• [TASK DETAILS]: Write out the following lines word for word, without changing anything.

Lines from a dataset
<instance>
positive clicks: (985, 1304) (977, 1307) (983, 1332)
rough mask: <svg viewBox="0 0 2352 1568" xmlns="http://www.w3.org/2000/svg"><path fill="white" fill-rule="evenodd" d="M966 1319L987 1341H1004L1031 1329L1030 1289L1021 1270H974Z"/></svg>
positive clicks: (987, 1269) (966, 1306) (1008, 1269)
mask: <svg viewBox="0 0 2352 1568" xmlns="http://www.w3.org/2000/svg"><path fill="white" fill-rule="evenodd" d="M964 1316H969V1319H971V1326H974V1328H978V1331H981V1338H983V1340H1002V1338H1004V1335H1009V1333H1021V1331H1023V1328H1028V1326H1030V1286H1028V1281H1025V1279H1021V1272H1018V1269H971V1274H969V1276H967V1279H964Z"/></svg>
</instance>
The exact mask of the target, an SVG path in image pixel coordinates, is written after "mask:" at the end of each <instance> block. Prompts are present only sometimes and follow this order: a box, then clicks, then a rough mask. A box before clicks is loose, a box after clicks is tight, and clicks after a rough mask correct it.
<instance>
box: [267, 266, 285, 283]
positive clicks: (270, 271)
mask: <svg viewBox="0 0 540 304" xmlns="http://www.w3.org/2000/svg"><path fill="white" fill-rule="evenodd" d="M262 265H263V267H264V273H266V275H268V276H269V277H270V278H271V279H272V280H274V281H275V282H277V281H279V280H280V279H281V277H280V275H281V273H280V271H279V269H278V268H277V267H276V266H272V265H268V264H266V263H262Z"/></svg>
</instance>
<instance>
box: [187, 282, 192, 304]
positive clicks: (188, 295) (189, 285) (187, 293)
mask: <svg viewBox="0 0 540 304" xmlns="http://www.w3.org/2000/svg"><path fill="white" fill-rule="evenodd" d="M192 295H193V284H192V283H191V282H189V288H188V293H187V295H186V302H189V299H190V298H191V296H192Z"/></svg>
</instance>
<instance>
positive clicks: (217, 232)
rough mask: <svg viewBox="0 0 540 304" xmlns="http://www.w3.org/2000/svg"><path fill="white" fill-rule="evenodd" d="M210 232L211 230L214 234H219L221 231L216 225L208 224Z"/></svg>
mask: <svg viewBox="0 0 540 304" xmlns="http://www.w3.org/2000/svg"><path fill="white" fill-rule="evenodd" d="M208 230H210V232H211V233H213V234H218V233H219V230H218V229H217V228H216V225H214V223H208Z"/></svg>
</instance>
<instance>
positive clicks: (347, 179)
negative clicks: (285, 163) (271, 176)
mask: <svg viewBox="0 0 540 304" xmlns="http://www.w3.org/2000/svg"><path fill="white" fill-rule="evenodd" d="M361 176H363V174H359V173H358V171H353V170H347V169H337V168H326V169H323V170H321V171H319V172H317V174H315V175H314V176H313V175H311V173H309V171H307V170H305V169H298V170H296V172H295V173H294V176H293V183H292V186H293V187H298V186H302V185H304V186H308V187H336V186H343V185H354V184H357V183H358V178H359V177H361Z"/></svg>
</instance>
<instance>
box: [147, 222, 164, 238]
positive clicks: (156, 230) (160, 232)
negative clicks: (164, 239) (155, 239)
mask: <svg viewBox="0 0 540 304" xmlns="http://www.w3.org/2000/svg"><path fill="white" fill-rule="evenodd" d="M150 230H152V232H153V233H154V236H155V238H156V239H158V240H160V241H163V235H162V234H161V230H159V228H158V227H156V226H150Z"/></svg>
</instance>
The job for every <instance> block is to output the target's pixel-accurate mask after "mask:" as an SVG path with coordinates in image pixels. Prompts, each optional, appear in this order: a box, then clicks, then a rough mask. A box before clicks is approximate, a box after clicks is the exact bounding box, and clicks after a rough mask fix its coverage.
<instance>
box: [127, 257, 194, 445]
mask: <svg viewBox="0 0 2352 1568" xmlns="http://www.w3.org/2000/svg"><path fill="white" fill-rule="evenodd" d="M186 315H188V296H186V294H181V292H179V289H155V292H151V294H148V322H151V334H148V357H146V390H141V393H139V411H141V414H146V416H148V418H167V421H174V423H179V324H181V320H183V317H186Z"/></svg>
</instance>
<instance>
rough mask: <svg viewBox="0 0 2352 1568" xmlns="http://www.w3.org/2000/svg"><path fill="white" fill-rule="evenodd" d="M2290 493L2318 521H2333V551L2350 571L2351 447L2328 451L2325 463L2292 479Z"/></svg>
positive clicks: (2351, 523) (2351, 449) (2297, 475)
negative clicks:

• [EXERCISE SOLUTION]:
<instance>
positive clicks: (985, 1304) (977, 1307) (983, 1332)
rough mask: <svg viewBox="0 0 2352 1568" xmlns="http://www.w3.org/2000/svg"><path fill="white" fill-rule="evenodd" d="M966 1319L987 1341H1004L1031 1329L1030 1289L1021 1270H974Z"/></svg>
positive clicks: (987, 1269) (966, 1306) (1008, 1269)
mask: <svg viewBox="0 0 2352 1568" xmlns="http://www.w3.org/2000/svg"><path fill="white" fill-rule="evenodd" d="M964 1316H969V1319H971V1326H974V1328H978V1331H981V1338H983V1340H1002V1338H1004V1335H1009V1333H1021V1331H1023V1328H1028V1326H1030V1286H1028V1281H1025V1279H1021V1272H1018V1269H971V1274H969V1276H967V1279H964Z"/></svg>
</instance>
The exact mask of the target, an SVG path in image pixel coordinates, is written after "mask:" at the end of each <instance> block. Prompts are present only sometimes and follow this order: a box, then clicks, then a rough mask. A box before clicks is loose, a box after clicks is tight, and clicks after a rough mask correct it.
<instance>
box: [267, 266, 285, 283]
positive clicks: (270, 271)
mask: <svg viewBox="0 0 540 304" xmlns="http://www.w3.org/2000/svg"><path fill="white" fill-rule="evenodd" d="M262 265H263V267H264V273H266V275H268V276H269V277H270V278H271V279H272V280H274V281H275V282H277V281H279V280H280V279H281V277H280V275H281V273H280V271H279V269H278V268H277V267H276V266H272V265H268V264H266V263H262Z"/></svg>
</instance>
<instance>
box: [187, 282, 192, 304]
positive clicks: (188, 295) (189, 285) (187, 293)
mask: <svg viewBox="0 0 540 304" xmlns="http://www.w3.org/2000/svg"><path fill="white" fill-rule="evenodd" d="M192 295H193V284H192V283H191V282H189V288H188V293H187V295H186V302H189V299H190V298H191V296H192Z"/></svg>
</instance>
<instance>
positive clicks: (217, 232)
rough mask: <svg viewBox="0 0 540 304" xmlns="http://www.w3.org/2000/svg"><path fill="white" fill-rule="evenodd" d="M210 232L211 230L214 234H219L221 231L216 225L208 224Z"/></svg>
mask: <svg viewBox="0 0 540 304" xmlns="http://www.w3.org/2000/svg"><path fill="white" fill-rule="evenodd" d="M208 230H210V232H211V233H213V234H218V233H219V230H218V229H217V228H216V225H214V223H208Z"/></svg>
</instance>
<instance>
positive clicks: (347, 179)
negative clicks: (285, 163) (271, 176)
mask: <svg viewBox="0 0 540 304" xmlns="http://www.w3.org/2000/svg"><path fill="white" fill-rule="evenodd" d="M361 176H363V174H359V173H358V171H353V170H347V169H337V168H326V169H323V170H321V171H319V172H317V174H315V175H314V176H313V175H311V173H309V171H307V170H305V169H298V170H296V172H295V173H294V176H293V183H292V186H293V187H298V186H302V185H304V186H308V187H336V186H343V185H354V184H357V183H358V178H359V177H361Z"/></svg>
</instance>
<instance>
box: [147, 222, 164, 238]
positive clicks: (156, 230) (160, 232)
negative clicks: (164, 239) (155, 239)
mask: <svg viewBox="0 0 540 304" xmlns="http://www.w3.org/2000/svg"><path fill="white" fill-rule="evenodd" d="M150 230H152V232H153V233H154V236H155V238H156V239H158V240H160V241H163V235H162V234H161V230H159V228H158V227H156V226H150Z"/></svg>
</instance>
The job for every <instance> block is to output the target's pixel-accurate mask after "mask:" as an SVG path with coordinates in image pixels. Prompts, each optional, appear in this order: a box, then clicks, then a rough mask. A box before clicks is approximate, a box after clicks is the exact bounding box, and clicks after a rough mask fix its coverage.
<instance>
box: [127, 257, 194, 445]
mask: <svg viewBox="0 0 2352 1568" xmlns="http://www.w3.org/2000/svg"><path fill="white" fill-rule="evenodd" d="M186 315H188V296H186V294H181V292H179V289H155V292H151V294H148V322H151V334H148V357H146V390H141V393H139V411H141V414H146V416H148V418H167V421H174V423H179V324H181V320H183V317H186Z"/></svg>
</instance>
<instance>
rough mask: <svg viewBox="0 0 2352 1568" xmlns="http://www.w3.org/2000/svg"><path fill="white" fill-rule="evenodd" d="M2290 493L2318 521H2333V551L2350 571L2351 447L2328 451L2325 463L2292 479Z"/></svg>
positive clicks: (2351, 523) (2351, 449) (2297, 475)
negative clicks:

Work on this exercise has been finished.